Write out every entry again exactly as it stands.

Provided information below:

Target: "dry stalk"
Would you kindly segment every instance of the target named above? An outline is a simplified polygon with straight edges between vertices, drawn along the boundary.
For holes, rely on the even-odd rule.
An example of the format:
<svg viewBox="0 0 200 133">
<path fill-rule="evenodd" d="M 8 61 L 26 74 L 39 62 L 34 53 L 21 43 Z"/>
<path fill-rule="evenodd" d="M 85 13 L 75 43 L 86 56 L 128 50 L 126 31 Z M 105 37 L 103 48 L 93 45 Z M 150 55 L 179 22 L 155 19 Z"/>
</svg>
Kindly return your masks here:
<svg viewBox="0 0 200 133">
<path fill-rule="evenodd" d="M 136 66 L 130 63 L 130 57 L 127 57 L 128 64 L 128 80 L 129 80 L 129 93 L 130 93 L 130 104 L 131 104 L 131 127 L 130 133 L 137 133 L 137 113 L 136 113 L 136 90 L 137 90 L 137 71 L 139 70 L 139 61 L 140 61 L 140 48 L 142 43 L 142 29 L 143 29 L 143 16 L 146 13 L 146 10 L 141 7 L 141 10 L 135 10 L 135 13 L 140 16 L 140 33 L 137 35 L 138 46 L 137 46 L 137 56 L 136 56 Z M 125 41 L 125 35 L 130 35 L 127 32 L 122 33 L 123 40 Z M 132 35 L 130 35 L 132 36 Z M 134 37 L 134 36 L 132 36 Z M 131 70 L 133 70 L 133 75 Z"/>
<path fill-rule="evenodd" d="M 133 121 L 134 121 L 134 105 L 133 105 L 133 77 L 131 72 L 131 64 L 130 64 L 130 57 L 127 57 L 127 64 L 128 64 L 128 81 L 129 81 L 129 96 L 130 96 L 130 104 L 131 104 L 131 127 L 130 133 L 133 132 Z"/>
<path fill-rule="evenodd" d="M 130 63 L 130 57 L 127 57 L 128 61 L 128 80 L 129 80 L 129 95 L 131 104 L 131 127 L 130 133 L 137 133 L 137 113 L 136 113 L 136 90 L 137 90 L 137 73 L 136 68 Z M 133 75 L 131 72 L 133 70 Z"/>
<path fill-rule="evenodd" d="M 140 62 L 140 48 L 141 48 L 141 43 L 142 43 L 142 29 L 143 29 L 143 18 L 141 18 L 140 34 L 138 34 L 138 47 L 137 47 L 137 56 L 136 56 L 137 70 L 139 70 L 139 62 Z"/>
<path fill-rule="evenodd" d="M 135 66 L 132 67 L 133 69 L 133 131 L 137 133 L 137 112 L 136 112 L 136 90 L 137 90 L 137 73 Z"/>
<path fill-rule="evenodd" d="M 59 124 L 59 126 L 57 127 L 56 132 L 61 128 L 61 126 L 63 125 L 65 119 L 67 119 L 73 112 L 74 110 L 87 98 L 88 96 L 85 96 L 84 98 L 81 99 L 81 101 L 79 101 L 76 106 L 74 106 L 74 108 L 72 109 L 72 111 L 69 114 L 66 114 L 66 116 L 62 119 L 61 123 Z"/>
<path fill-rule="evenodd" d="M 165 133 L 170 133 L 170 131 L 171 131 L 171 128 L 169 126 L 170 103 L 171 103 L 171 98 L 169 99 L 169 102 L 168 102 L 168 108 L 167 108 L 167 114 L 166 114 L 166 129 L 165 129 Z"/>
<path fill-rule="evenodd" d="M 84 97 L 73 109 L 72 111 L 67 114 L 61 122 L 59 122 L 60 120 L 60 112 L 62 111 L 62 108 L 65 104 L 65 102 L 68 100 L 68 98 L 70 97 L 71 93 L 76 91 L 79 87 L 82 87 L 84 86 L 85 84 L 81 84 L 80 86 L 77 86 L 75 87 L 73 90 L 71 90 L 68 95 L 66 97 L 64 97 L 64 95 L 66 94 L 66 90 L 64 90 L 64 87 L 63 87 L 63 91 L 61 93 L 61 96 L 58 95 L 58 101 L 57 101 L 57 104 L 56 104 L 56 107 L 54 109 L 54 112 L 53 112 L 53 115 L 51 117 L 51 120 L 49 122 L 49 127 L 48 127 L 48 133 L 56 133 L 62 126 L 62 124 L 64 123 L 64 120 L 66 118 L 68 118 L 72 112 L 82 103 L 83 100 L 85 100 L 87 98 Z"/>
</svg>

End of Provided information.

**Answer section:**
Target: "dry stalk"
Would you kindly segment every instance of the target named above? An outline is a simplified polygon with straight edges between vertices, drawn along the boundary.
For holes, rely on the even-odd rule.
An example of the format:
<svg viewBox="0 0 200 133">
<path fill-rule="evenodd" d="M 8 61 L 26 74 L 39 62 L 34 53 L 21 43 Z"/>
<path fill-rule="evenodd" d="M 85 13 L 75 43 L 86 56 L 128 50 L 126 31 Z M 105 37 L 103 48 L 93 45 Z M 150 55 L 179 22 L 155 19 Z"/>
</svg>
Kindly return your masks here:
<svg viewBox="0 0 200 133">
<path fill-rule="evenodd" d="M 136 66 L 130 63 L 130 57 L 127 57 L 128 64 L 128 80 L 129 80 L 129 93 L 130 93 L 130 104 L 131 104 L 131 127 L 130 133 L 137 133 L 137 113 L 136 113 L 136 90 L 137 90 L 137 71 L 139 70 L 139 61 L 140 61 L 140 48 L 142 43 L 142 29 L 143 29 L 143 16 L 146 13 L 146 10 L 141 7 L 141 10 L 135 10 L 135 13 L 140 16 L 140 33 L 137 35 L 138 46 L 137 46 L 137 56 L 136 56 Z M 125 41 L 125 35 L 130 35 L 127 32 L 122 33 L 123 40 Z M 132 35 L 130 35 L 132 36 Z M 134 37 L 134 36 L 132 36 Z M 131 70 L 133 70 L 133 75 Z"/>
<path fill-rule="evenodd" d="M 133 121 L 134 121 L 134 105 L 133 105 L 133 77 L 131 72 L 131 64 L 130 64 L 130 57 L 127 57 L 127 64 L 128 64 L 128 81 L 129 81 L 129 96 L 130 96 L 130 104 L 131 104 L 131 127 L 130 133 L 133 132 Z"/>
<path fill-rule="evenodd" d="M 130 63 L 130 57 L 127 57 L 128 61 L 128 80 L 129 80 L 129 95 L 131 104 L 131 127 L 130 133 L 137 133 L 137 113 L 136 113 L 136 90 L 137 90 L 137 73 L 136 68 Z M 133 75 L 131 72 L 133 70 Z"/>
<path fill-rule="evenodd" d="M 140 62 L 140 48 L 141 48 L 141 43 L 142 43 L 142 29 L 143 29 L 143 18 L 141 18 L 140 34 L 138 34 L 138 47 L 137 47 L 137 56 L 136 56 L 137 70 L 139 70 L 139 62 Z"/>
<path fill-rule="evenodd" d="M 135 66 L 132 67 L 133 69 L 133 131 L 137 133 L 137 112 L 136 112 L 136 90 L 137 90 L 137 73 Z"/>
<path fill-rule="evenodd" d="M 59 124 L 59 126 L 57 127 L 56 132 L 61 128 L 61 126 L 63 125 L 65 119 L 67 119 L 73 112 L 74 110 L 87 98 L 88 96 L 85 96 L 84 98 L 81 99 L 81 101 L 79 101 L 76 106 L 74 106 L 74 108 L 72 109 L 72 111 L 69 114 L 66 114 L 66 116 L 62 119 L 61 123 Z"/>
<path fill-rule="evenodd" d="M 165 133 L 170 133 L 170 131 L 171 131 L 171 128 L 169 126 L 170 103 L 171 103 L 171 98 L 169 99 L 169 102 L 168 102 L 168 108 L 167 108 L 167 114 L 166 114 L 166 129 L 165 129 Z"/>
<path fill-rule="evenodd" d="M 84 97 L 73 109 L 72 111 L 67 114 L 61 122 L 59 122 L 60 120 L 60 112 L 62 111 L 62 108 L 65 104 L 65 102 L 68 100 L 68 98 L 70 97 L 71 93 L 76 91 L 79 87 L 82 87 L 84 86 L 85 84 L 81 84 L 80 86 L 77 86 L 75 87 L 73 90 L 71 90 L 68 95 L 66 97 L 64 97 L 64 95 L 66 94 L 66 90 L 64 90 L 64 87 L 63 87 L 63 91 L 61 93 L 61 96 L 58 95 L 58 101 L 57 101 L 57 104 L 56 104 L 56 107 L 54 109 L 54 112 L 53 112 L 53 115 L 51 117 L 51 120 L 49 122 L 49 127 L 48 127 L 48 133 L 56 133 L 62 126 L 62 124 L 64 123 L 64 120 L 66 118 L 68 118 L 72 112 L 82 103 L 83 100 L 85 100 L 87 98 Z"/>
</svg>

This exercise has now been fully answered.